START Document
The new nonprofit is running an intensive coding summer camp for teen girls.

Women dominate social media consumption, making up a whopping 82 percent of Pinterest users, 64 percent of Facebook users, and 58 percent of Twitter users. But with the number of female computer science grads at a mere 14 percent, lower now than than the high of 40 percent in the mid-1980s, the opportunity for women to switch from social media consumers to tech creators is looking pretty slim.

Fortunately, the number of initiatives focused on boosting the number of women and girls with computer science chops is on the rise. One of the newest, the nonprofit Girls Who Code, kicked off its inaugural program on July 9 with an 8-week intensive summer camp in New York City. The goal? Providing "intensive instruction in robotics, web design, and mobile development with high-touch mentorship led by the industry's top female developers and entrepreneurs" to 20 high school-age girls from low income backgrounds.

Each girl completed an application and went through a formal review process to get into the program. The teen participants range in age from 13- to 17-years-old, come from 12 different ethnic backgrounds—including recent immigrants from Senegal, Yemen, and Bangladesh—and hail from all five boroughs of New York City and from northern New Jersey. Some are even riding the train for an hour-and-a-half each way to get to the summer program's Midtown Manhattan location. Such long commutes have prompted Girls Who Code to start a technology book drive so that the girls have relevant material to read as they travel.
END Document
START Raw data
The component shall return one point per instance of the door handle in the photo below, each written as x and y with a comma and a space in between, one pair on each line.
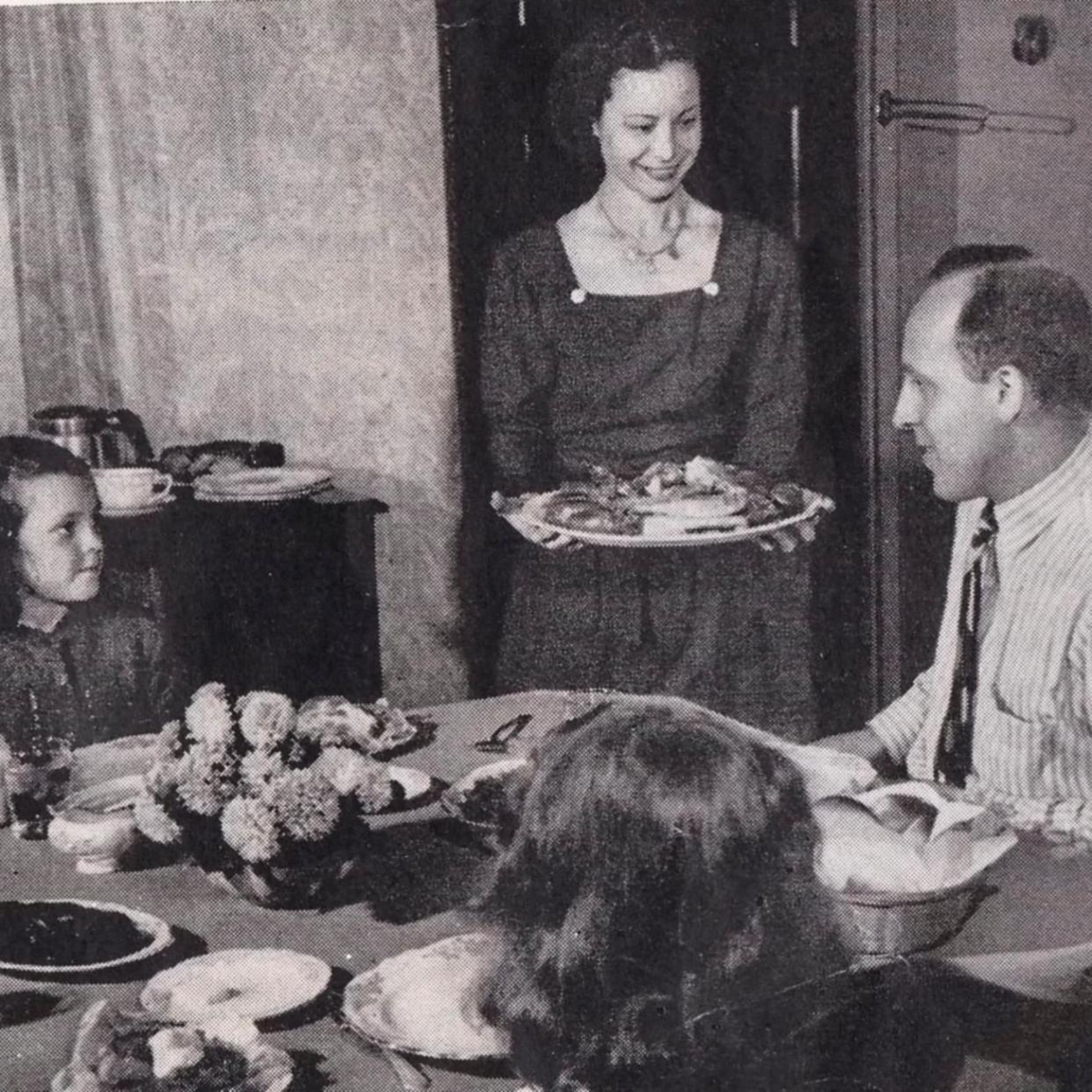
END Raw data
_Stated goal_
Copy out the entire article about the Girls Who Code summer camp word for word, from its first sentence to its last.

_Task result_
The new nonprofit is running an intensive coding summer camp for teen girls.

Women dominate social media consumption, making up a whopping 82 percent of Pinterest users, 64 percent of Facebook users, and 58 percent of Twitter users. But with the number of female computer science grads at a mere 14 percent, lower now than than the high of 40 percent in the mid-1980s, the opportunity for women to switch from social media consumers to tech creators is looking pretty slim.

Fortunately, the number of initiatives focused on boosting the number of women and girls with computer science chops is on the rise. One of the newest, the nonprofit Girls Who Code, kicked off its inaugural program on July 9 with an 8-week intensive summer camp in New York City. The goal? Providing "intensive instruction in robotics, web design, and mobile development with high-touch mentorship led by the industry's top female developers and entrepreneurs" to 20 high school-age girls from low income backgrounds.

Each girl completed an application and went through a formal review process to get into the program. The teen participants range in age from 13- to 17-years-old, come from 12 different ethnic backgrounds—including recent immigrants from Senegal, Yemen, and Bangladesh—and hail from all five boroughs of New York City and from northern New Jersey. Some are even riding the train for an hour-and-a-half each way to get to the summer program's Midtown Manhattan location. Such long commutes have prompted Girls Who Code to start a technology book drive so that the girls have relevant material to read as they travel.